▶ What you are asked to do
Edit the records from their start through the line containing "top-left (0, 279), bottom-right (474, 368)", replacing "snow-covered ground" with "frozen ground" and leaving everything else unchanged. Leave the pictures out of your answer.

-------- Dataset records

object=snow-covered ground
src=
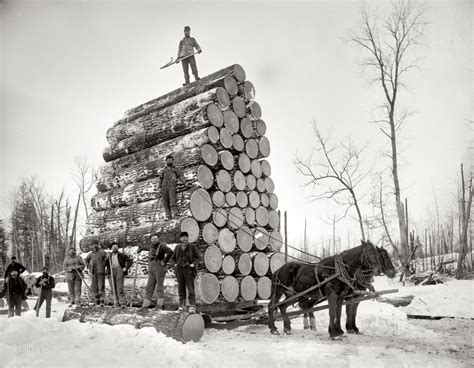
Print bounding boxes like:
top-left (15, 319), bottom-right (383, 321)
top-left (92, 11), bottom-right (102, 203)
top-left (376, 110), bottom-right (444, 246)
top-left (0, 279), bottom-right (474, 368)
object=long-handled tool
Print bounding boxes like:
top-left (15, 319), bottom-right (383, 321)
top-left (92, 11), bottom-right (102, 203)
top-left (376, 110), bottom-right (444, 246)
top-left (160, 51), bottom-right (199, 69)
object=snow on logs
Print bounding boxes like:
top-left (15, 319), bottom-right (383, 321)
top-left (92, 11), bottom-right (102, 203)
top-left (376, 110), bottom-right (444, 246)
top-left (81, 65), bottom-right (284, 304)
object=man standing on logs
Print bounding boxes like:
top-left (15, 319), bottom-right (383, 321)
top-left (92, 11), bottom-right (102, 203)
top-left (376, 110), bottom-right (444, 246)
top-left (159, 155), bottom-right (184, 220)
top-left (35, 266), bottom-right (55, 318)
top-left (171, 231), bottom-right (201, 313)
top-left (86, 241), bottom-right (107, 306)
top-left (142, 234), bottom-right (173, 310)
top-left (63, 247), bottom-right (86, 307)
top-left (105, 243), bottom-right (133, 306)
top-left (176, 26), bottom-right (202, 86)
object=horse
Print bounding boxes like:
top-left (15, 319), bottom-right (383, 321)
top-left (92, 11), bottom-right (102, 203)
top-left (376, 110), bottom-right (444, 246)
top-left (268, 241), bottom-right (382, 338)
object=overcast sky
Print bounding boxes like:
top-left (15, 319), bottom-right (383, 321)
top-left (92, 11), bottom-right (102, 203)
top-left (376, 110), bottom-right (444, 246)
top-left (0, 1), bottom-right (473, 253)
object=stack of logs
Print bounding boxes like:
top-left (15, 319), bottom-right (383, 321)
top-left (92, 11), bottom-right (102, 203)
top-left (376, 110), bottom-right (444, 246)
top-left (81, 65), bottom-right (284, 304)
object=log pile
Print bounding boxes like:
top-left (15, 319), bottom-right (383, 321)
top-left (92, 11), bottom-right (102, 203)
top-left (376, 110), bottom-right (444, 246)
top-left (81, 65), bottom-right (284, 304)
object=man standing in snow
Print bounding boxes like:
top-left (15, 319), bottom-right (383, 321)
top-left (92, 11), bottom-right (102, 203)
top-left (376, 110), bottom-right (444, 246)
top-left (142, 234), bottom-right (173, 310)
top-left (35, 266), bottom-right (55, 318)
top-left (176, 26), bottom-right (202, 86)
top-left (171, 231), bottom-right (201, 313)
top-left (63, 247), bottom-right (85, 306)
top-left (4, 256), bottom-right (26, 278)
top-left (86, 242), bottom-right (107, 306)
top-left (158, 155), bottom-right (184, 220)
top-left (0, 270), bottom-right (26, 318)
top-left (105, 243), bottom-right (133, 306)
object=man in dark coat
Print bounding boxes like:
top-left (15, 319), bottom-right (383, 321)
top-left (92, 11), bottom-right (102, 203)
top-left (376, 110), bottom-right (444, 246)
top-left (171, 231), bottom-right (201, 313)
top-left (85, 243), bottom-right (107, 305)
top-left (158, 155), bottom-right (184, 220)
top-left (35, 266), bottom-right (56, 318)
top-left (0, 270), bottom-right (26, 318)
top-left (105, 243), bottom-right (133, 306)
top-left (176, 26), bottom-right (202, 86)
top-left (142, 234), bottom-right (173, 310)
top-left (4, 256), bottom-right (26, 278)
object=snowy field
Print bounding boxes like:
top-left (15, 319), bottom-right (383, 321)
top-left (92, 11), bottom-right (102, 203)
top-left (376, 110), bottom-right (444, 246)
top-left (0, 278), bottom-right (474, 368)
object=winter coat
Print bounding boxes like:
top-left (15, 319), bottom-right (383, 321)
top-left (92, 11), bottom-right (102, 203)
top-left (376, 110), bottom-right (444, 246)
top-left (86, 249), bottom-right (107, 275)
top-left (35, 274), bottom-right (56, 290)
top-left (177, 37), bottom-right (201, 59)
top-left (4, 262), bottom-right (26, 278)
top-left (105, 252), bottom-right (133, 276)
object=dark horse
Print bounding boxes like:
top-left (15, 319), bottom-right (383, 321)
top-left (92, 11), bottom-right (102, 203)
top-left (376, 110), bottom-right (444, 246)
top-left (268, 242), bottom-right (395, 338)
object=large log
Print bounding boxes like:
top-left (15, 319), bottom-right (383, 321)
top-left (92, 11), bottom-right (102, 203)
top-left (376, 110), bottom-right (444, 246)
top-left (221, 276), bottom-right (239, 302)
top-left (257, 276), bottom-right (272, 300)
top-left (80, 216), bottom-right (187, 252)
top-left (240, 276), bottom-right (257, 301)
top-left (103, 104), bottom-right (224, 162)
top-left (107, 87), bottom-right (230, 145)
top-left (124, 64), bottom-right (246, 117)
top-left (62, 307), bottom-right (204, 342)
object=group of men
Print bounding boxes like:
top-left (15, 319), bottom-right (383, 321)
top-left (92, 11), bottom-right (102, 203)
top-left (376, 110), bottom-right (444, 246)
top-left (0, 256), bottom-right (55, 318)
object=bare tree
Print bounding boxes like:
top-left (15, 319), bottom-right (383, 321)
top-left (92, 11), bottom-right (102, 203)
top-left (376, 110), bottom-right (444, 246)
top-left (350, 0), bottom-right (424, 260)
top-left (295, 123), bottom-right (370, 241)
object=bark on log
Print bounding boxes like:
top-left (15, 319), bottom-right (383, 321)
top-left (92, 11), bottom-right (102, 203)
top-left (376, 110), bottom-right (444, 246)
top-left (103, 104), bottom-right (224, 162)
top-left (212, 208), bottom-right (227, 227)
top-left (201, 144), bottom-right (219, 166)
top-left (217, 228), bottom-right (236, 254)
top-left (244, 207), bottom-right (255, 226)
top-left (237, 192), bottom-right (248, 208)
top-left (124, 64), bottom-right (246, 117)
top-left (222, 254), bottom-right (235, 275)
top-left (224, 110), bottom-right (240, 134)
top-left (249, 190), bottom-right (260, 209)
top-left (203, 245), bottom-right (222, 273)
top-left (232, 134), bottom-right (245, 152)
top-left (202, 222), bottom-right (219, 245)
top-left (216, 170), bottom-right (232, 193)
top-left (225, 192), bottom-right (237, 207)
top-left (219, 128), bottom-right (234, 149)
top-left (227, 207), bottom-right (244, 230)
top-left (269, 252), bottom-right (285, 274)
top-left (269, 230), bottom-right (283, 252)
top-left (212, 190), bottom-right (226, 207)
top-left (250, 160), bottom-right (262, 179)
top-left (234, 170), bottom-right (247, 191)
top-left (232, 96), bottom-right (247, 118)
top-left (62, 307), bottom-right (204, 342)
top-left (240, 276), bottom-right (257, 301)
top-left (195, 272), bottom-right (221, 304)
top-left (257, 276), bottom-right (272, 300)
top-left (253, 227), bottom-right (270, 250)
top-left (219, 150), bottom-right (235, 171)
top-left (106, 87), bottom-right (230, 145)
top-left (221, 276), bottom-right (239, 302)
top-left (255, 206), bottom-right (269, 227)
top-left (238, 153), bottom-right (251, 174)
top-left (237, 253), bottom-right (252, 276)
top-left (181, 217), bottom-right (200, 243)
top-left (245, 174), bottom-right (257, 190)
top-left (249, 252), bottom-right (270, 276)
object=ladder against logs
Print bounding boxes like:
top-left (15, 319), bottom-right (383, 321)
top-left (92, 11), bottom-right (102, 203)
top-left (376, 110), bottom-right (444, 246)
top-left (81, 64), bottom-right (284, 316)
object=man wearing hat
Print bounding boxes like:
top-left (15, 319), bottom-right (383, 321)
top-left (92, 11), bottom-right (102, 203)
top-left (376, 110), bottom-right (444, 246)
top-left (85, 241), bottom-right (107, 306)
top-left (158, 155), bottom-right (184, 220)
top-left (0, 270), bottom-right (26, 318)
top-left (63, 247), bottom-right (86, 307)
top-left (4, 256), bottom-right (26, 279)
top-left (176, 26), bottom-right (202, 86)
top-left (35, 266), bottom-right (55, 318)
top-left (171, 231), bottom-right (201, 313)
top-left (142, 234), bottom-right (177, 310)
top-left (105, 242), bottom-right (133, 306)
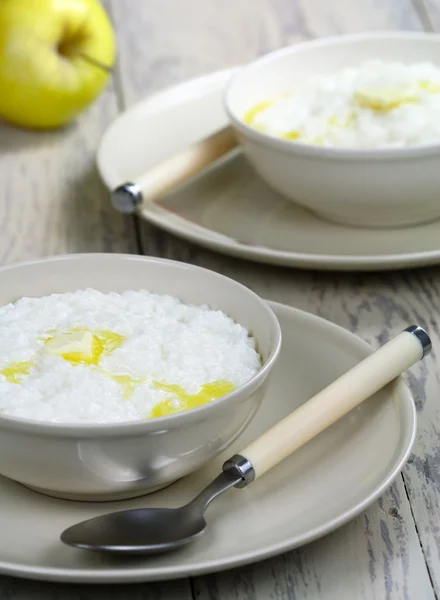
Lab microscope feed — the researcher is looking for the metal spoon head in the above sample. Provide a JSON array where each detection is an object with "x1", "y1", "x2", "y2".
[
  {"x1": 61, "y1": 505, "x2": 206, "y2": 555},
  {"x1": 61, "y1": 466, "x2": 243, "y2": 555}
]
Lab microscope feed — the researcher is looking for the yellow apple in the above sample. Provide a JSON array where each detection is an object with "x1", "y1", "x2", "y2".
[{"x1": 0, "y1": 0, "x2": 115, "y2": 129}]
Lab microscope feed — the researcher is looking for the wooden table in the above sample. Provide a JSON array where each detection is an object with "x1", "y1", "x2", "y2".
[{"x1": 0, "y1": 0, "x2": 440, "y2": 600}]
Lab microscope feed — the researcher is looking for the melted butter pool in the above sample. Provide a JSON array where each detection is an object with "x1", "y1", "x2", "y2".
[
  {"x1": 150, "y1": 379, "x2": 235, "y2": 417},
  {"x1": 0, "y1": 360, "x2": 32, "y2": 383},
  {"x1": 0, "y1": 328, "x2": 235, "y2": 418}
]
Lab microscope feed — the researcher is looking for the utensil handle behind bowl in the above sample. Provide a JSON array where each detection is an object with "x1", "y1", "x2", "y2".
[
  {"x1": 111, "y1": 126, "x2": 238, "y2": 213},
  {"x1": 234, "y1": 326, "x2": 431, "y2": 480}
]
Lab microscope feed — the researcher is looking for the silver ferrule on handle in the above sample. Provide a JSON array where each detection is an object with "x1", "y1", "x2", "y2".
[
  {"x1": 110, "y1": 183, "x2": 143, "y2": 214},
  {"x1": 230, "y1": 325, "x2": 431, "y2": 487},
  {"x1": 222, "y1": 454, "x2": 255, "y2": 488},
  {"x1": 405, "y1": 325, "x2": 432, "y2": 358}
]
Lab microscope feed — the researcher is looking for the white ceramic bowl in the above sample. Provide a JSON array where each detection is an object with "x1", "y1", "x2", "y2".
[
  {"x1": 225, "y1": 32, "x2": 440, "y2": 227},
  {"x1": 0, "y1": 254, "x2": 281, "y2": 500}
]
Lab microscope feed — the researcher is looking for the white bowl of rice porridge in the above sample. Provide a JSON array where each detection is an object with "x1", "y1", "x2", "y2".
[
  {"x1": 0, "y1": 254, "x2": 281, "y2": 500},
  {"x1": 225, "y1": 32, "x2": 440, "y2": 227}
]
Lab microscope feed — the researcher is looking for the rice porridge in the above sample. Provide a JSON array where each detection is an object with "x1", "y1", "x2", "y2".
[
  {"x1": 0, "y1": 289, "x2": 261, "y2": 423},
  {"x1": 244, "y1": 61, "x2": 440, "y2": 148}
]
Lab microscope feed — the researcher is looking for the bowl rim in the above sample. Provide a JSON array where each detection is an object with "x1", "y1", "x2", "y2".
[
  {"x1": 0, "y1": 252, "x2": 282, "y2": 438},
  {"x1": 223, "y1": 31, "x2": 440, "y2": 161}
]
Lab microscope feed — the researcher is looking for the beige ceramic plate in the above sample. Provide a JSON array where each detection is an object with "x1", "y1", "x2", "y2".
[
  {"x1": 0, "y1": 304, "x2": 416, "y2": 582},
  {"x1": 98, "y1": 71, "x2": 440, "y2": 270}
]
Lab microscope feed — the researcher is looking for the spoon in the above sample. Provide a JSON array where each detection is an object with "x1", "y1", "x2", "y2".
[
  {"x1": 61, "y1": 325, "x2": 431, "y2": 554},
  {"x1": 111, "y1": 126, "x2": 238, "y2": 213}
]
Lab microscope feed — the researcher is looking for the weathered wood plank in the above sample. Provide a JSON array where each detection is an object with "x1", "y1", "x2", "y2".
[
  {"x1": 110, "y1": 0, "x2": 440, "y2": 600},
  {"x1": 0, "y1": 577, "x2": 192, "y2": 600}
]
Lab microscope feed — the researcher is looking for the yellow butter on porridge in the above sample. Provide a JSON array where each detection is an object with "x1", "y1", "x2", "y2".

----------------

▶ The response
object=frozen ground
src=
Print bounding boxes like:
top-left (15, 319), bottom-right (383, 321)
top-left (92, 11), bottom-right (102, 203)
top-left (376, 110), bottom-right (444, 246)
top-left (0, 279), bottom-right (474, 368)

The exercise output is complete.